*** Opening of Provided data ***

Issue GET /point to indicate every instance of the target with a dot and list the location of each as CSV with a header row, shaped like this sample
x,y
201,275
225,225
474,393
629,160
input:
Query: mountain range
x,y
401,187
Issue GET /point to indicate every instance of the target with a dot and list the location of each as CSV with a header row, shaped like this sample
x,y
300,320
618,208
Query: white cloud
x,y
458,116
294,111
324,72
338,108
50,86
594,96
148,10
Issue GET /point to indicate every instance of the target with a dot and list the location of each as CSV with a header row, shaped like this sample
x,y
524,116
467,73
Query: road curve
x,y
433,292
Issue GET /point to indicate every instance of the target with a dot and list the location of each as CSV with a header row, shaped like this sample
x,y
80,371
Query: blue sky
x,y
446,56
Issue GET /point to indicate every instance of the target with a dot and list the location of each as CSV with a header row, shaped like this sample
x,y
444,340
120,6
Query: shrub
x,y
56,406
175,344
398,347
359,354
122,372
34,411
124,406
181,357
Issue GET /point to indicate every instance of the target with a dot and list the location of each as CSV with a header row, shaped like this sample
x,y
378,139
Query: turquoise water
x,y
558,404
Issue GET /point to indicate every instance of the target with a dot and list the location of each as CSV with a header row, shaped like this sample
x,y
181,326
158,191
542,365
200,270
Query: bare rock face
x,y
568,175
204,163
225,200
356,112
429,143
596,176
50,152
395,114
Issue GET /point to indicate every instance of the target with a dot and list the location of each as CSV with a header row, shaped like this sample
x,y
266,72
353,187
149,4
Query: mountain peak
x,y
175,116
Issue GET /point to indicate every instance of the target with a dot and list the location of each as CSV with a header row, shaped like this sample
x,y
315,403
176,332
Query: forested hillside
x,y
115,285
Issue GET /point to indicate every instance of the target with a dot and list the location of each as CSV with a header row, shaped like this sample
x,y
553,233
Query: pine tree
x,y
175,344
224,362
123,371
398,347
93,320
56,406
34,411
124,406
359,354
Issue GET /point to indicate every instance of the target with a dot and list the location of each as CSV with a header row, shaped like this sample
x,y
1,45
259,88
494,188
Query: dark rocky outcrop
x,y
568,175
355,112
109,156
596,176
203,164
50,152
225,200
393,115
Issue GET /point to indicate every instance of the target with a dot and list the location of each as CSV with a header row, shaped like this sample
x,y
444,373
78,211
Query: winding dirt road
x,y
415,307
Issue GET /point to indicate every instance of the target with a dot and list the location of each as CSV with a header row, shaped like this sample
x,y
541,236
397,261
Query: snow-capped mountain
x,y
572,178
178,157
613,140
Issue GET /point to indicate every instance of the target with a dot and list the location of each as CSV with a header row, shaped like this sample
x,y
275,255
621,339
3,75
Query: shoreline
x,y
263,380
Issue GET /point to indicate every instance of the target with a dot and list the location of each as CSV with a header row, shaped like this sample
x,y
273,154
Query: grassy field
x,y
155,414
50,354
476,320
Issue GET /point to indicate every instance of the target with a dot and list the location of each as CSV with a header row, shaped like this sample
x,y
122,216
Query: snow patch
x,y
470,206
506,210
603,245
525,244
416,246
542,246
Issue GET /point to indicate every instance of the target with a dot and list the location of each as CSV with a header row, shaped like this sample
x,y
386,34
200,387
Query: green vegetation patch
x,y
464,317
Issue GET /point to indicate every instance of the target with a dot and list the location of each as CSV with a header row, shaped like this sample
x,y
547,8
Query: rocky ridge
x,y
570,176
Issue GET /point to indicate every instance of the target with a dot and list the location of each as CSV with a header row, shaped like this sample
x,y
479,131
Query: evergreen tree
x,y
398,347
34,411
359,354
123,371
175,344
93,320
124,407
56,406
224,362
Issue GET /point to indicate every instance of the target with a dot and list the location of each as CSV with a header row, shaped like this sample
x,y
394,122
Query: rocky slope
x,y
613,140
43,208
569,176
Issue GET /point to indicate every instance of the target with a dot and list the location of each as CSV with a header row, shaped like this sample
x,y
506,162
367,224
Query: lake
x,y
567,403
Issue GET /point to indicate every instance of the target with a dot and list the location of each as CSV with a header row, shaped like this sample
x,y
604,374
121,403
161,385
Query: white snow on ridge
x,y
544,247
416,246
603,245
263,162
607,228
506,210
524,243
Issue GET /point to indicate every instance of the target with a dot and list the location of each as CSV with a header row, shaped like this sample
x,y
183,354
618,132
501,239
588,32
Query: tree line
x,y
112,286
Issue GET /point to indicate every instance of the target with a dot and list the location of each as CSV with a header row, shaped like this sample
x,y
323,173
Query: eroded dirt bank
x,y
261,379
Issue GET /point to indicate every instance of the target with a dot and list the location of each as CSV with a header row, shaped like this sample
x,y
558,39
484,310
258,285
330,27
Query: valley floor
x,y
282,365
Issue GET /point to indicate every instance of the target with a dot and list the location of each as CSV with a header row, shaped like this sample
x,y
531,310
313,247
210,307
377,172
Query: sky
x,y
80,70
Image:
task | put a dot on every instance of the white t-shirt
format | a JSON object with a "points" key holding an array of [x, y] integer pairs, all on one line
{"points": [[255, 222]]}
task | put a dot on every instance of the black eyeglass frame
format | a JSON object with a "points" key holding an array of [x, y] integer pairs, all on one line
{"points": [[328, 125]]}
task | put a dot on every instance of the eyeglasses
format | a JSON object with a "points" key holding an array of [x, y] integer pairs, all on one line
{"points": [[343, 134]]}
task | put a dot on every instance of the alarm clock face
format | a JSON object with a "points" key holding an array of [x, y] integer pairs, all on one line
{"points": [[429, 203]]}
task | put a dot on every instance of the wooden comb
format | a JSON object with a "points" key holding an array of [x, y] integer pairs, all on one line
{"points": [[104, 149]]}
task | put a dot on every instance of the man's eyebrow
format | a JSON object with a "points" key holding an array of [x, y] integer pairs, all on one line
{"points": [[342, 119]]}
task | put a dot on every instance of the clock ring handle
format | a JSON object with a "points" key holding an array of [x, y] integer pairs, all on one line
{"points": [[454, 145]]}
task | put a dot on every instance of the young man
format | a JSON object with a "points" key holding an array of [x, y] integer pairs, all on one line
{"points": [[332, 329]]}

*** Close of Provided data ***

- [Task instructions]: From the data above, pick out each line containing "clock" and copy it.

- [Task solution]:
task | put a dot on every instance of the alarm clock face
task | put a dot on every instance of the clock ring handle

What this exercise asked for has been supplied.